Format all of the data below as a JSON list of strings, one string per line, with blank lines omitted. Leave the pictures out.
***** Dataset extract
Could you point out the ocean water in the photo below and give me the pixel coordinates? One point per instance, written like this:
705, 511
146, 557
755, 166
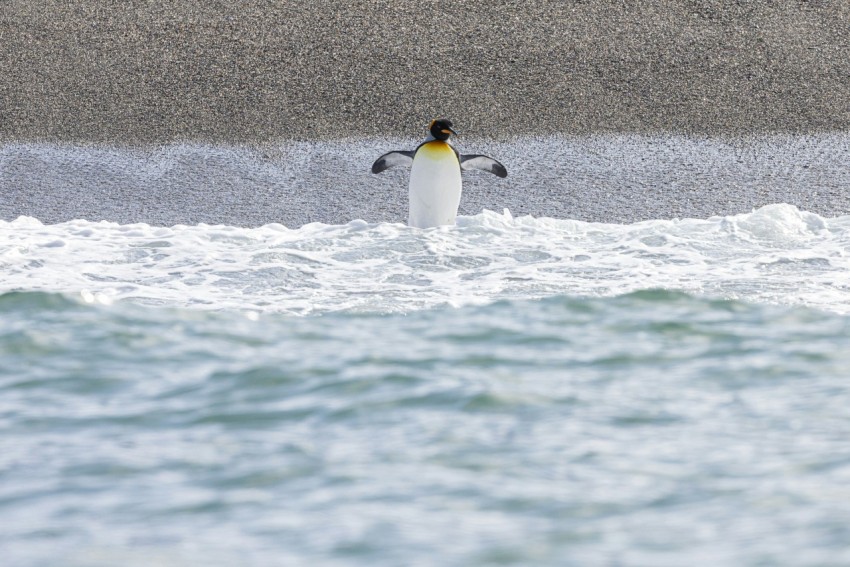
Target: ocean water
508, 391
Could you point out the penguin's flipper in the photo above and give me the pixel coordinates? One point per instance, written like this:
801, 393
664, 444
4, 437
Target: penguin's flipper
392, 159
484, 164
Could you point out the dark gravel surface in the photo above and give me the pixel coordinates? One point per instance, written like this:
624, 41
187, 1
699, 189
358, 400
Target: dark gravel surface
131, 72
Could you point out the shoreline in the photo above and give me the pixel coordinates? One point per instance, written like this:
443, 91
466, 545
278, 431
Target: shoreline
600, 178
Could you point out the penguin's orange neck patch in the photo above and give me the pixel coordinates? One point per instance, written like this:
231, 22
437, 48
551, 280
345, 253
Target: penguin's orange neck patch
437, 149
**********
> _Exercise answer_
[
  "Could you point out the ocean water in the photo below and give me the pixel coordinates? One point per instance, written like this:",
  "705, 511",
  "146, 557",
  "755, 166",
  "Target: ocean water",
  "508, 391",
  "Could you point out the penguin's flipper in the photo above and give me the pixel coordinates? One point per instance, written like this:",
  "801, 393",
  "664, 444",
  "4, 437",
  "Target: penguin's flipper",
  "392, 159",
  "484, 164",
  "Could you point out the dark gravel surface in the photo above and give me the pixel coordinates? One point per instance, written like this:",
  "624, 41",
  "187, 1",
  "699, 189",
  "358, 400",
  "Target: dark gravel surface",
  "131, 72",
  "Could you point out the shoreline in the photo above and give me the pixel coordinates? One point per instance, written like this:",
  "443, 91",
  "466, 545",
  "278, 431",
  "Target: shoreline",
  "600, 178",
  "Could you point out the penguin's orange neck patch in the photo above and give me the pixel coordinates? One point per instance, written like this:",
  "231, 22",
  "437, 48",
  "551, 280",
  "345, 253",
  "Target: penguin's orange neck patch",
  "437, 149"
]